TEXTE FOURNI -

GESTION > En 2012, six cabinets d’Idels ont été en cessation de paiement en Bourgogne. Du jamais-vu, qui a engendré une action originale de la part de l’URPS-infirmiers.

« C’est trop moche de déposer le bilan alors qu’avec plus de rigueur, un cabinet d’Idel peut tourner. »

Des plaques posées n’importe où

C’est le cri du cœur de Véronique Fagot, présidente de l’Union régionale des professionnels de santé (URPS)- infirmiers de Bourgogne. Et de poursuivre avec conviction : « Si notre profession n’est pas un commerce, le cabinet reste une entreprise ! Ces dernières années, nous avons été étonnés de voir des consœurs s’installer en libéral, en posant leur plaque un peu n’importe où. Sans aucune étude de marché. » Comment expliquer ce phénomène ? « D’abord, la formation en Ifsi ne comprend malheureusement aucun module spécifique à l’exercice en libéral. Du coup, après avoir accompli leurs 3 200 heures en milieu hospitalier, il y a des jeunes qui s’installent sans rien connaître des contraintes de gestion. Il en va parfois de même pour des infirmières hospitalières plus âgées. En raison de la détérioration de leurs conditions de travail, on constate leur arrivée massive sur le terrain. »

Résultat : ces dernières années, à la suite de négligences administratives (tels une non-déclaration à l’Urssaf ou un non-paiement des cotisations à l’Assurance maladie), plusieurs procédures judiciaires se sont enclenchées. « Comme le processus prend parfois des années, des Idels se sont retrouvées avec des montants colossaux à rembourser, de l’ordre de 50 000 à 60 000 euros ! C’est donc le dépôt de bilan. »

DONNÉES CI-DESSOUS -
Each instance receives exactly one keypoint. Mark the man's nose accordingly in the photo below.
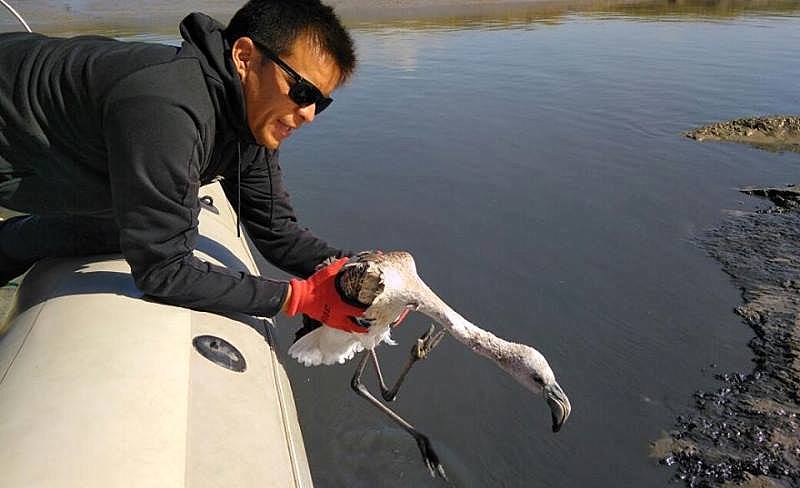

PROBLÈMES ET CONSIGNES -
A: Recopiez à l'identique, dans le texte sur les cabinets d'Idels en Bourgogne, tout ce qui va de « GESTION > En 2012, six » jusqu'à « part de l’URPS-infirmiers. ».
B: Répondez aux questions suivantes d'après le texte sur les cabinets d'Idels en Bourgogne.
(i) Combien de cabinets d'Idels ont été en cessation de paiement en Bourgogne en 2012 ?
(ii) Combien d'heures en milieu hospitalier les jeunes accomplissent-elles avant de s'installer ?
(iii) De quel ordre sont les montants que certaines Idels se sont retrouvées à rembourser ?
C: Rédigez la suite du texte sur les cabinets d'Idels en Bourgogne à partir de sa dernière phrase.
La liste ci-dessus constitue un matériau distinct du texte.

RÉPONSES ATTENDUES -
A:
GESTION > En 2012, six cabinets d’Idels ont été en cessation de paiement en Bourgogne. Du jamais-vu, qui a engendré une action originale de la part de l’URPS-infirmiers.

B:
(i) Six cabinets.
(ii) 3 200 heures.
(iii) De 50 000 à 60 000 euros.

C:
Une formation en DPC

Face à cette situation, l’URPS a réagi. « Nous voulions intervenir en amont mais c’est impossible car notre convention nationale ne prévoit pas de formule de tutorat. Nous avons donc ciblé les Idels ayant moins de deux ans d’installation ainsi que les remplaçants. Cinquante personnes ont participé à deux séminaires de gestion de deux jours, payés par l’ARS, avec une participation financière de l’URPS. » Il est déjà acquis que la formation en 2015 passera en DPC validante. Si tout fonctionne bien, elle devrait par la suite s’étendre à toute la France.

« Une nomenclature pas simple à maîtriser »

« La nomenclature, affirme Véronique Fagot, est très codifiée mais pas simple à maîtriser ! Des débutants peuvent donc se sous-payer ou sur-coter, ce qui donne naissance à des indus financiers à rembourser après contrôle des caisses. Par exemple, la tarification de nuit ou la manière de facturer les indemnités de déplacements kilométriques posent parfois problème. » Côté comptabilité, si l’on peut déduire certains achats (comme le matériel médical, une blouse, quelques repas au restaurant au titre de réunions de travail), il est impossible de déduire « les chaussures ni les vêtements du civil, et encore moins le coiffeur ». Certains débutants confondent aussi chiffre d’affaires et bénéfice… « Au vu des questions posées, je pense que la gestion en libéral devrait être enseignée comme une spécialisation, au même titre qu’infirmière puéricultrice ou Ibode. À défaut, je conseille d’entrer dans le métier avec un contrat de collaboration ou en faisant des remplacements comprenant les actes administratifs. A minima, il faut se faire aider par une connaissance qui assure du tutorat bénévole », commente Véronique Fagot.